Task brief:
Copy out each of the entries below word for word.

Data provided:
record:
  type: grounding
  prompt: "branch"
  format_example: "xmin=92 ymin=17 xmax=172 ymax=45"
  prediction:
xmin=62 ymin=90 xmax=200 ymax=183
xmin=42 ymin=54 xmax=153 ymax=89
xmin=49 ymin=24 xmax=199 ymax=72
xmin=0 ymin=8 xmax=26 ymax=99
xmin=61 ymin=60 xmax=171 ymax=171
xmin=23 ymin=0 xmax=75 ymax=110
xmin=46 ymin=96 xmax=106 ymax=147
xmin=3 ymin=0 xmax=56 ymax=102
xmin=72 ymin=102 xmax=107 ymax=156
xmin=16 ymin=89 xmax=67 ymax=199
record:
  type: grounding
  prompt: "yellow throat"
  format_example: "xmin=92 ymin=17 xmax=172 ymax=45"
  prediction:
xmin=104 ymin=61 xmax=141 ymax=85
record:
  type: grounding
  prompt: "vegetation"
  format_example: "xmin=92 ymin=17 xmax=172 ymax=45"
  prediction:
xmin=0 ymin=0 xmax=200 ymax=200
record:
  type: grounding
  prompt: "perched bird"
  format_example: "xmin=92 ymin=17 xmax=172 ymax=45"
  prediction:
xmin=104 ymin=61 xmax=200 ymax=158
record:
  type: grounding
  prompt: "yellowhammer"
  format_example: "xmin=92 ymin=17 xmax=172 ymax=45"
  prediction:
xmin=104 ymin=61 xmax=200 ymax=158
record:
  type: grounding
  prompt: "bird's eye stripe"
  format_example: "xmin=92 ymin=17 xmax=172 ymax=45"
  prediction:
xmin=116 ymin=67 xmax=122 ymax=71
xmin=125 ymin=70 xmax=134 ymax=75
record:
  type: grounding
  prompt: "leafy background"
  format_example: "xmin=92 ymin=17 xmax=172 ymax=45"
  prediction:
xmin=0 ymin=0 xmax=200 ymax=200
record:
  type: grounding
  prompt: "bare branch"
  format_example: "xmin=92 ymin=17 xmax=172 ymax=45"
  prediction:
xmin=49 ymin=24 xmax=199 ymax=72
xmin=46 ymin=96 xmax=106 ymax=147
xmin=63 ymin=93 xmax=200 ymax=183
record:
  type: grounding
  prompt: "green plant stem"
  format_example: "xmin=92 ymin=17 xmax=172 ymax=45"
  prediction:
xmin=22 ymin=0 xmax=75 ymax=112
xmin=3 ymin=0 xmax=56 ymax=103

Full solution:
record:
  type: grounding
  prompt: "branch"
  format_example: "xmin=92 ymin=17 xmax=172 ymax=45"
  prediction:
xmin=62 ymin=90 xmax=200 ymax=183
xmin=42 ymin=54 xmax=153 ymax=89
xmin=49 ymin=24 xmax=199 ymax=72
xmin=0 ymin=8 xmax=26 ymax=99
xmin=61 ymin=60 xmax=171 ymax=171
xmin=23 ymin=0 xmax=75 ymax=110
xmin=46 ymin=96 xmax=106 ymax=147
xmin=3 ymin=0 xmax=56 ymax=102
xmin=72 ymin=102 xmax=107 ymax=156
xmin=16 ymin=89 xmax=67 ymax=199
record:
  type: grounding
  prompt: "yellow throat"
  format_example: "xmin=92 ymin=17 xmax=172 ymax=45"
  prediction:
xmin=104 ymin=61 xmax=141 ymax=85
record:
  type: grounding
  prompt: "vegetation"
  format_example: "xmin=92 ymin=17 xmax=172 ymax=45"
  prediction:
xmin=0 ymin=0 xmax=200 ymax=200
record:
  type: grounding
  prompt: "perched bird"
  format_example: "xmin=92 ymin=17 xmax=172 ymax=45"
  prediction:
xmin=104 ymin=61 xmax=200 ymax=158
record:
  type: grounding
  prompt: "yellowhammer"
  format_example: "xmin=92 ymin=17 xmax=172 ymax=45"
  prediction:
xmin=104 ymin=61 xmax=200 ymax=158
record:
  type: grounding
  prompt: "bird's eye stripe"
  format_example: "xmin=92 ymin=17 xmax=172 ymax=45"
  prediction:
xmin=116 ymin=67 xmax=122 ymax=71
xmin=125 ymin=70 xmax=134 ymax=75
record:
  type: grounding
  prompt: "leafy background"
  format_example: "xmin=92 ymin=17 xmax=172 ymax=45"
  prediction:
xmin=0 ymin=0 xmax=200 ymax=200
record:
  type: grounding
  prompt: "bare branch"
  format_example: "xmin=92 ymin=17 xmax=172 ymax=45"
  prediction:
xmin=49 ymin=24 xmax=199 ymax=72
xmin=46 ymin=96 xmax=106 ymax=147
xmin=63 ymin=93 xmax=200 ymax=183
record:
  type: grounding
  prompt: "green plant stem"
  format_example: "xmin=92 ymin=17 xmax=172 ymax=45"
  prediction:
xmin=22 ymin=0 xmax=75 ymax=112
xmin=3 ymin=0 xmax=56 ymax=103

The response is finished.